◆ READING TEXT ◆
========================================

Friday, August 23, 2024

On the Road


Full backpack, full duffle.  Extra tote bag.  Portable comforts of home while traveling along with some comforts not at arm's lengths at home.  It took nearly two days driving to arrive in Nashville, my first venture anywhere in Tennessee.  Very pleasant hotel with a treadmill more sophisticated than mine.  A breakfast buffet well above the economy hotel grab-and-go that I am used to.  And a pool, a slightly chilly experience for late summer in a southern destination.  Don't have these at home.  

Offsetting this, at home I have a fully functional laptop, cell phone, and most importantly car with readily accessible service the few times an urgency arises.  I have parking spaces where I need them.  My home bathrooms have every imaginable comfort.  Cars and electronics are designed to be portable over great distances.  The securities of home are not.

Travel serves as an adventure, exchanging some of the familiar with uncertainty, at the price of hassle.  Our travel industry has deprived us of some of this.  The hotels advertised at each exit have franchises at the exits I take to go home.  Fast food logos prompt our minds to their ads we saw on TV, The Convenience stores still seem regional.  My WaWa was replaced by a slightly different sometimes better Sheetz in the mid-Atlantic or by Weigel's which I first sampled in Tennessee.  They have a similar format but differ a bit on coffee dispensers and what type of travel food they will assemble for you.

========================================

◆ RECORDED DATA ◆
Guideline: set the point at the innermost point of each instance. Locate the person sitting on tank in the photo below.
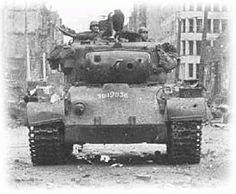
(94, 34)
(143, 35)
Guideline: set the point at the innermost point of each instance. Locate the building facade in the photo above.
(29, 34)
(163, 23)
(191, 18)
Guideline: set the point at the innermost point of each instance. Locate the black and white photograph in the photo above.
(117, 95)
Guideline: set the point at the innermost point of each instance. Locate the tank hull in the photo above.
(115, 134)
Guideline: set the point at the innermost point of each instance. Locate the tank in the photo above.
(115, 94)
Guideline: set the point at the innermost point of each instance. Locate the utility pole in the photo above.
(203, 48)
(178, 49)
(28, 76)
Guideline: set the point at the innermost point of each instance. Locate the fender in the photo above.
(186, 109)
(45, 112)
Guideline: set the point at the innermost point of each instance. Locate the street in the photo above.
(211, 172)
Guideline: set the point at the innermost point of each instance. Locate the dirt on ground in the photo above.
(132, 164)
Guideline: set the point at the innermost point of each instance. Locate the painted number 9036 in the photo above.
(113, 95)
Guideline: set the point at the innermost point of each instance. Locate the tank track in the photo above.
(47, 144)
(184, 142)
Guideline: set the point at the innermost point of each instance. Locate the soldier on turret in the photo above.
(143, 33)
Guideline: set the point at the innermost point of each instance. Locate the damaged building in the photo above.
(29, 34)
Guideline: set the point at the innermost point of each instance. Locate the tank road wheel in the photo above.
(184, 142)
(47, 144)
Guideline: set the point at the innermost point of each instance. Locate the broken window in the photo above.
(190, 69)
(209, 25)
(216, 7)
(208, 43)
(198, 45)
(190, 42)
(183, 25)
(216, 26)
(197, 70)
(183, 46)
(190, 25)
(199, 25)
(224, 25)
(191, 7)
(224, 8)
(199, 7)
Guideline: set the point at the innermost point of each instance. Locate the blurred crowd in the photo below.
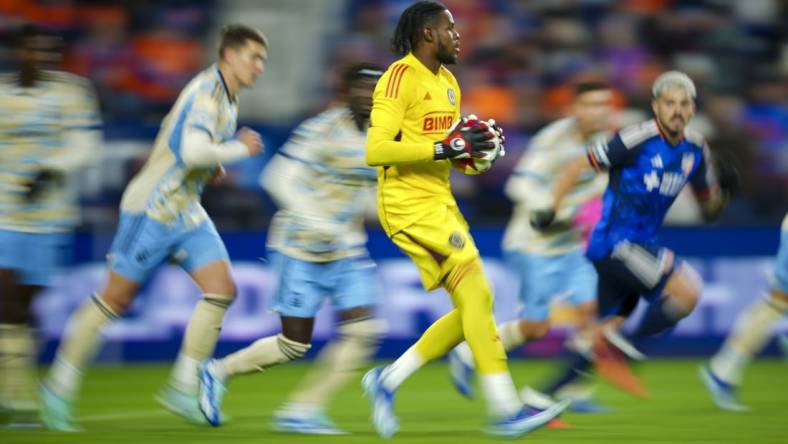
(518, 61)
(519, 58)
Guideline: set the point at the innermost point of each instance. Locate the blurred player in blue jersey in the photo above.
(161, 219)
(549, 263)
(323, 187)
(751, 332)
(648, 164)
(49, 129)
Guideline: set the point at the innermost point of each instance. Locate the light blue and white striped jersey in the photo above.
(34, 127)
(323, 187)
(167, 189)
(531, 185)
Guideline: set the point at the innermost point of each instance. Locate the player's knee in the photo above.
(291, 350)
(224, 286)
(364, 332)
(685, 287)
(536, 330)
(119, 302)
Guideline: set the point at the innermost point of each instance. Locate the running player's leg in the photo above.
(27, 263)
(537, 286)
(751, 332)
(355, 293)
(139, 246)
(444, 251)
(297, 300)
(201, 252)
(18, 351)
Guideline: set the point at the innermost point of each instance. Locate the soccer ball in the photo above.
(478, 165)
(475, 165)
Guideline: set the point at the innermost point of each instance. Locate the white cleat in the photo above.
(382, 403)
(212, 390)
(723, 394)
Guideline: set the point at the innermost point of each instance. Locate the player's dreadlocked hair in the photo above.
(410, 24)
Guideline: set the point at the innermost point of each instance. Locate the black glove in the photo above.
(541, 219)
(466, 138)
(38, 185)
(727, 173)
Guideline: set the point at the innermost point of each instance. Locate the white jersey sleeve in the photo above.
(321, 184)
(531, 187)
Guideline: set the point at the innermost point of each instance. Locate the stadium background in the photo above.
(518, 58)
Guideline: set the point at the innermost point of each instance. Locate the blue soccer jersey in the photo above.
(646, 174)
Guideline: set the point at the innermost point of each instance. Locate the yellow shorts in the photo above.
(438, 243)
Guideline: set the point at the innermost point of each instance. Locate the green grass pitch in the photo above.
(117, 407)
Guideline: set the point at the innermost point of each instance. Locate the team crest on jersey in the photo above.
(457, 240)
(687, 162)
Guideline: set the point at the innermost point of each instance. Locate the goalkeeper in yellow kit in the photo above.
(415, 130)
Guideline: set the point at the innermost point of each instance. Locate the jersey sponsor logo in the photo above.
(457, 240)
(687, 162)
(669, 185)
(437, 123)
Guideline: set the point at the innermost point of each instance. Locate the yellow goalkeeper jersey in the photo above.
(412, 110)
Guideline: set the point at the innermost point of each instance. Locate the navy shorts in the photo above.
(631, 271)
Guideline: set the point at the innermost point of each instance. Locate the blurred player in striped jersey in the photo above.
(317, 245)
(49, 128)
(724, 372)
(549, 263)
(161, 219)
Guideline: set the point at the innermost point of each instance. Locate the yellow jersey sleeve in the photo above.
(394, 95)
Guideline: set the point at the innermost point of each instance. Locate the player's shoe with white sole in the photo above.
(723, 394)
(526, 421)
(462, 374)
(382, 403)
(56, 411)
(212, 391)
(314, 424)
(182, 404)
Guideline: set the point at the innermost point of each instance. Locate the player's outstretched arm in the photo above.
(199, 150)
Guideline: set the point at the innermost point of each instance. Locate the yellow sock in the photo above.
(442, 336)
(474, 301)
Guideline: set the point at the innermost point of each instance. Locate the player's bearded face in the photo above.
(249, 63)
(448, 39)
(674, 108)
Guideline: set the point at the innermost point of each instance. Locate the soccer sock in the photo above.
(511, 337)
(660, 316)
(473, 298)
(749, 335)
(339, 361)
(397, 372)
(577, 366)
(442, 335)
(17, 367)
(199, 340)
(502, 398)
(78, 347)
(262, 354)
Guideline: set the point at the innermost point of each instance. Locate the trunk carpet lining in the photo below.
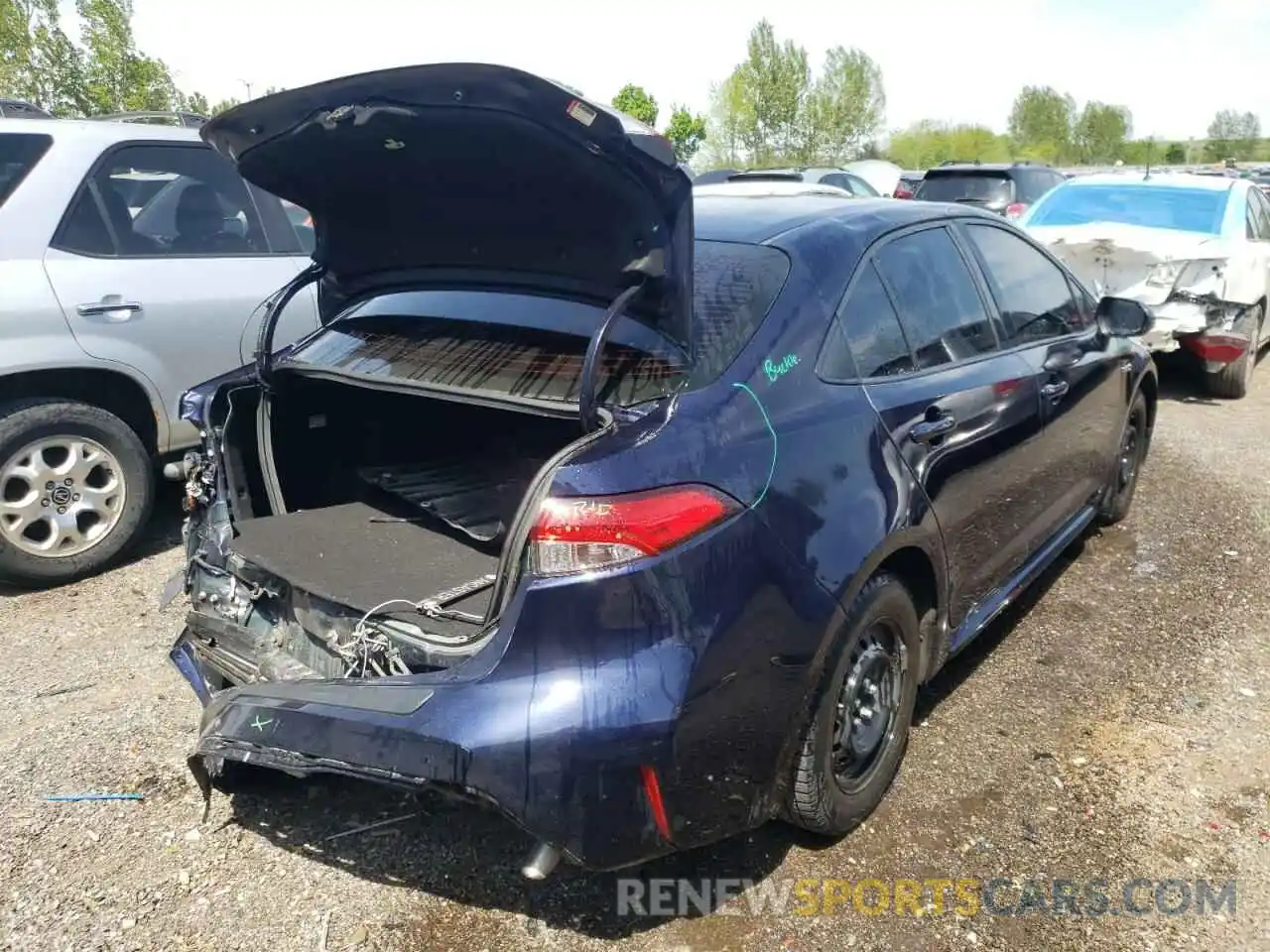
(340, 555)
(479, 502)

========================================

◆ EXERCISES ◆
**a)** According to the travel piece, how has the travel industry taken away some of the uncertainty of travel? Answer in one to three sentences.
**b)** Please echo the travel piece from "Offsetting this, at" to "home are not.".
**c)** Answer these questions from the travel piece:
(i) How long did the drive to Nashville take?
(ii) Which three things does the writer have in fully functional form at home?
(iii) Which convenience store did the writer first try in Tennessee?
The material has nothing to do with the travel piece.

◆ ANSWERS FOR THE EXERCISE ◆
**a)** The hotels advertised at each exit have franchises at the exits the writer takes to go home. Fast food logos also bring to mind the ads already seen on TV.

**b)**
Offsetting this, at home I have a fully functional laptop, cell phone, and most importantly car with readily accessible service the few times an urgency arises.  I have parking spaces where I need them.  My home bathrooms have every imaginable comfort.  Cars and electronics are designed to be portable over great distances.  The securities of home are not.

**c)**
(i) Nearly two days.
(ii) A laptop, a cell phone and a car.
(iii) Weigel's.